* _Phrase grounding data_:
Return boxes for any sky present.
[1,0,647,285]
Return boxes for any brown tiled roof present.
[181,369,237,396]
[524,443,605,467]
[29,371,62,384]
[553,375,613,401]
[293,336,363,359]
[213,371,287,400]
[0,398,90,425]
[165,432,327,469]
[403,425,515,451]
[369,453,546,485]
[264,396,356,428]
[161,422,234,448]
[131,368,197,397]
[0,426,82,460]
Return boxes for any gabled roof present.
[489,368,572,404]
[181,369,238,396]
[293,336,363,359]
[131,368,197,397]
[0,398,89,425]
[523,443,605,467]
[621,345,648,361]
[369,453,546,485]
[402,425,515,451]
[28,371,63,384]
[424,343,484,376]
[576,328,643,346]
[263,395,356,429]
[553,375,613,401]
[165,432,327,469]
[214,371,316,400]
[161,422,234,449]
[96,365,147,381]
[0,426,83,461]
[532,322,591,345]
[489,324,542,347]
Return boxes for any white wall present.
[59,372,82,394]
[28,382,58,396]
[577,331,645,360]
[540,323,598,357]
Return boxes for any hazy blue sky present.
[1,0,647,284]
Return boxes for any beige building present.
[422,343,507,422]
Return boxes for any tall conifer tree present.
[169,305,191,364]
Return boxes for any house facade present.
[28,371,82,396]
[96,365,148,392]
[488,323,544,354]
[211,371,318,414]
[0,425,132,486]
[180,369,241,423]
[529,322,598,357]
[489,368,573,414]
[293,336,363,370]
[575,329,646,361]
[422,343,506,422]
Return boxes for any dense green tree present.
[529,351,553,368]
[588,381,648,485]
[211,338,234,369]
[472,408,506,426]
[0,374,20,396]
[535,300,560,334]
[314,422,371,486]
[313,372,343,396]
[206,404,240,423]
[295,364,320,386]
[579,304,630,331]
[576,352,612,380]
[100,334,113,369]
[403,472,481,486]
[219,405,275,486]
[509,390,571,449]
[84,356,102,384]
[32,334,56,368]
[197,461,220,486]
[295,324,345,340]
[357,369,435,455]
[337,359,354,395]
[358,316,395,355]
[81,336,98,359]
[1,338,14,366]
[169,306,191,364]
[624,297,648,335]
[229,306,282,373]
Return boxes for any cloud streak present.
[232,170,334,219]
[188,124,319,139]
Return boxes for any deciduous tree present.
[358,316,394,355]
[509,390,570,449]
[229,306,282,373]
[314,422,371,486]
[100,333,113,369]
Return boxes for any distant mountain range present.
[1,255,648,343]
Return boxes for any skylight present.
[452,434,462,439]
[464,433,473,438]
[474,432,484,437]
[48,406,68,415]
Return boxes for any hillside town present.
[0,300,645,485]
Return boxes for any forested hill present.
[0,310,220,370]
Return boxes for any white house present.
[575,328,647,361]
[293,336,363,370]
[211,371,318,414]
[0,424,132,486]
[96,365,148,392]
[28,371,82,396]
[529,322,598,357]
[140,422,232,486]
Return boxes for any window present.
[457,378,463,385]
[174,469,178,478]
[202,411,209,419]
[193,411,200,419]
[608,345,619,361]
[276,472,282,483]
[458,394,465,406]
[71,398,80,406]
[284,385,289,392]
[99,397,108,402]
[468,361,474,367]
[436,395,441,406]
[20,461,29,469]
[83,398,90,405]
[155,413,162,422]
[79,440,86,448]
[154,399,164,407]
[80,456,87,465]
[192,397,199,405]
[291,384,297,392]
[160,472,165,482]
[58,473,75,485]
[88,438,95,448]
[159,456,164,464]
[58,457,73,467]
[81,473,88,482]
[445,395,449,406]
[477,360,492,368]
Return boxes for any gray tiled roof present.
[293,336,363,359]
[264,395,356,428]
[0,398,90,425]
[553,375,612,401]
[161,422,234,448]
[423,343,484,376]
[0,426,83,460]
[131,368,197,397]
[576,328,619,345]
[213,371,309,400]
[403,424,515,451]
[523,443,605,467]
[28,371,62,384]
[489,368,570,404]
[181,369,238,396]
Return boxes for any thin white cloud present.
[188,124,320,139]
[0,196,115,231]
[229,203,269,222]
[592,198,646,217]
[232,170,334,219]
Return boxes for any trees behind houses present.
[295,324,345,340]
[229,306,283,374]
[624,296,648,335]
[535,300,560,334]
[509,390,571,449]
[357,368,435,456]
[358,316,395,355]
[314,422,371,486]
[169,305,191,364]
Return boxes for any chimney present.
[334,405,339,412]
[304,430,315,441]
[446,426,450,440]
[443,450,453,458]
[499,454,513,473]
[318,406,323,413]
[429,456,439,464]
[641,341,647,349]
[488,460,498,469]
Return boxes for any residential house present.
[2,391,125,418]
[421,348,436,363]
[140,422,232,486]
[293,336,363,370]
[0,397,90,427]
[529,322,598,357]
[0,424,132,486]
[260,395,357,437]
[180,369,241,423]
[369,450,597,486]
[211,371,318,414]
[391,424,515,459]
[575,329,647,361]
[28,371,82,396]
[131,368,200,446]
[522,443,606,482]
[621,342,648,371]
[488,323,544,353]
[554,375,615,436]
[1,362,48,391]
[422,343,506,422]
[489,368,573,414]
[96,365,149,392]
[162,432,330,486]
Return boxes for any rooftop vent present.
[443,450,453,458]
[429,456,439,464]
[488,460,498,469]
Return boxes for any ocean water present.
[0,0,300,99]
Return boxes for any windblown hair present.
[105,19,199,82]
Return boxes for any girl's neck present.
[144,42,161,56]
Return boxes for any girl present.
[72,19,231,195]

* _Assigned task_: Copy every record above out again, word for word.

* _Solution to this exercise_:
Return boxes for any sky present.
[1,0,647,285]
Return boxes for any brown tiled roof present.
[181,369,237,396]
[524,443,605,467]
[29,371,62,384]
[553,375,613,401]
[293,336,363,359]
[213,371,287,400]
[0,398,90,425]
[165,432,327,469]
[403,425,515,451]
[369,453,546,485]
[264,396,356,428]
[161,422,234,448]
[131,368,197,397]
[0,426,82,460]
Return boxes for any gabled roof present.
[489,368,572,404]
[181,369,238,396]
[293,336,363,359]
[131,368,197,397]
[0,398,89,425]
[523,443,605,467]
[621,345,648,361]
[369,453,546,485]
[402,425,515,451]
[28,371,63,384]
[424,343,484,376]
[576,328,643,346]
[263,395,356,429]
[553,375,613,401]
[165,432,327,469]
[214,371,316,400]
[161,422,234,449]
[96,365,147,381]
[0,426,83,461]
[532,322,591,345]
[489,324,542,347]
Return boxes for any white wall present.
[59,372,82,394]
[28,382,58,396]
[577,331,645,360]
[540,323,598,357]
Return boxes for any hazy blue sky present.
[1,0,647,284]
Return boxes for any beige building present.
[422,343,507,422]
Return boxes for any tall conifer tree present.
[169,305,191,364]
Return boxes for any house facade present.
[28,371,82,396]
[96,365,148,392]
[488,323,544,354]
[211,371,318,414]
[0,425,132,486]
[180,369,241,423]
[529,322,598,357]
[489,368,573,414]
[293,336,363,370]
[575,329,646,361]
[422,343,506,422]
Return boxes for any dense green tree present.
[529,351,553,368]
[588,381,648,485]
[211,338,234,369]
[472,408,506,426]
[0,374,20,396]
[535,300,560,334]
[314,422,371,486]
[313,372,343,396]
[206,404,240,423]
[295,364,320,386]
[579,304,630,331]
[576,352,612,380]
[100,334,113,369]
[403,472,481,486]
[219,405,275,486]
[509,390,571,449]
[84,356,102,384]
[32,334,56,368]
[197,461,220,486]
[295,324,345,340]
[357,369,435,455]
[337,359,354,395]
[358,316,395,355]
[81,336,98,359]
[1,338,14,366]
[169,306,191,364]
[624,297,648,335]
[229,306,282,373]
Return boxes for any cloud streak present.
[232,170,334,219]
[188,124,319,139]
Return boxes for any deciduous tree present.
[358,316,394,355]
[509,390,570,449]
[229,306,282,373]
[314,422,371,486]
[100,333,113,369]
Return boxes for any distant mountain range present.
[1,255,648,343]
Return boxes for any skylight present.
[452,434,462,439]
[464,433,473,438]
[474,432,484,437]
[48,406,68,415]
Return boxes for any hillside town present.
[0,300,645,485]
Return boxes for any forested hill present.
[0,310,220,370]
Return boxes for any white house present.
[575,328,647,361]
[293,336,363,370]
[211,371,318,414]
[0,424,132,486]
[96,365,148,392]
[28,371,82,396]
[529,322,598,357]
[140,422,232,486]
Return boxes for any window present.
[457,378,463,385]
[174,469,178,478]
[202,411,209,419]
[193,411,200,419]
[608,345,619,361]
[276,472,282,483]
[458,394,465,406]
[71,398,80,406]
[284,385,289,392]
[99,397,108,402]
[468,361,474,367]
[436,395,441,406]
[20,461,29,469]
[83,398,90,405]
[155,413,162,422]
[79,440,86,448]
[154,399,164,407]
[80,456,87,465]
[192,397,199,405]
[291,384,297,392]
[160,472,165,482]
[58,473,75,485]
[88,438,95,448]
[159,456,164,464]
[58,457,73,467]
[81,473,88,482]
[445,395,449,406]
[477,360,492,368]
Return boxes for any gray tiled roof present.
[293,336,363,359]
[264,395,356,428]
[0,398,90,425]
[553,375,612,401]
[161,422,234,448]
[423,343,484,376]
[0,426,83,460]
[131,368,197,397]
[576,328,619,345]
[213,371,309,400]
[403,424,515,451]
[523,443,605,467]
[28,371,62,384]
[489,368,570,404]
[181,369,238,396]
Return boxes for any thin white cloud present.
[188,124,320,139]
[0,196,115,231]
[229,203,269,222]
[592,198,646,217]
[232,170,334,219]
Return boxes for any trees behind houses present.
[295,324,345,340]
[229,306,283,374]
[624,296,648,335]
[535,300,560,334]
[509,390,571,449]
[357,368,435,456]
[358,316,395,355]
[314,422,371,486]
[169,305,191,364]
Return boxes for any chimney present.
[334,405,339,412]
[304,430,315,441]
[446,426,450,440]
[443,450,453,458]
[499,454,513,473]
[318,406,323,413]
[429,456,439,464]
[641,341,647,349]
[488,460,498,469]
Return boxes for any residential house present.
[2,391,125,418]
[421,348,436,363]
[140,422,232,486]
[293,336,363,370]
[0,397,90,427]
[529,322,598,357]
[0,424,132,486]
[260,395,357,437]
[180,369,241,423]
[369,450,597,486]
[211,371,318,414]
[391,424,515,459]
[575,329,647,361]
[28,371,82,396]
[131,368,200,446]
[522,443,606,482]
[621,342,648,371]
[488,323,544,353]
[554,375,615,436]
[1,362,48,391]
[422,343,506,422]
[489,368,573,414]
[96,365,149,392]
[162,432,330,486]
Return boxes for any rooftop vent present.
[443,450,453,458]
[429,456,439,464]
[488,460,498,469]
Return boxes for any ocean water present.
[0,0,300,99]
Return boxes for any windblown hair present.
[105,19,199,82]
Return boxes for any girl's neck present.
[144,42,161,56]
Return boxes for any girl present.
[72,19,231,195]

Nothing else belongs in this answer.